• **What is expected**
In the forum thread below, which bike does jgirl538 ride in triathlons?

• **Reading passage**
I am new to the forum and love seeing women out there riding. I am currently riding a 2011 Specialized Camber Comp and love it !!!!!!


----------



## NicoleB (Jul 21, 2011)

My BMC Speedfox


----------



## FrdSHOx3 (Sep 10, 2009)

I like the gold!


----------



## 510667 (Oct 13, 2010)

In honor of my injury recovery and impending return to dirt, here are my beloved two bikes  My Jamis Dakar XC Comp and my full custom Gunnar - may 2012 be filled with many rides and smiles and no season-ending injuries this year!


----------



## Slinky750 (Apr 6, 2010)

my wife on her Myka fsr elite.. this was her first ride of the season!


----------



## jgirl538 (Apr 3, 2012)

Love the bikes, everybody - thanks for sharing! I'm new to mountain biking and am in the market for a bike, so it's fun to see what you all ride. Currently I commute on my Surly Steamroller and compete in triathlons on my Blue T16, and I can't wait to add another bike to the stable.


----------



## Judith (Apr 13, 2012)

Hey All: I'm new to this site and new to mountain biking and I first want to thank you for SAVING MY LIFE. I made BOO BOO numero uno and went to the local Walmart (stone me to death in the courtyard) and bought something I read about in the Beginners' Bikes forum. Immediately Returned it with their crappy Coleman tent with the sticking zippers and patched up seams. Now i have $250 burning a hole in my pocket and can match that for a decent bike I can grow into and enjoy this sport on. I don't want to pay over $600. I'm in touch with REI annd local bike stores in Albuquerque, NM. I live outside the city in an area called the East MTNS. How appropriate for my new sport. Anyway, I'm going to test drive the Marins, GTs, Treks, and maybe Giants (It doesn't look like Specialized makes female hoppers) AND WHATEVER ELSE YOU TELL ME TO CHECK OUT. I know I need a hardtail whatever that means. Are linear brakes OK or will disc be better? I'm 5 5 ave build and 55 yrs. old in pretty good shape except when i fall down. Please help with input. I don't plan to race or go up and down the Grand Canyon. I just want to enjoy the sport and back roads of my land of enchantment! Judith


----------



## Judith (Apr 13, 2012)

Oh my Gd those are amazing bikes. I love the green one and have to look this hop online.What will you recommend for this newbe??????? Judith


----------



## Alice88 (May 12, 2012)

Me on my Trek Remedy. Will get some upgrades soon, but love the bike


----------



## EllsEpiffer (Apr 25, 2012)

My 2009 Ellsworth Epiphany

















My Surly CrossCheck









and my 1971 Schwinn Breeze


----------



## Firecrackerktm (Jul 16, 2009)

• **Dataset section**
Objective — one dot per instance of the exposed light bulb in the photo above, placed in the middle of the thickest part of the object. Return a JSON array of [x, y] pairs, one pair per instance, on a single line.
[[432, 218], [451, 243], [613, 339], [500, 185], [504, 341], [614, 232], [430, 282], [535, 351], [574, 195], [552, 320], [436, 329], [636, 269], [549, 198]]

• **The result**
A Blue T16.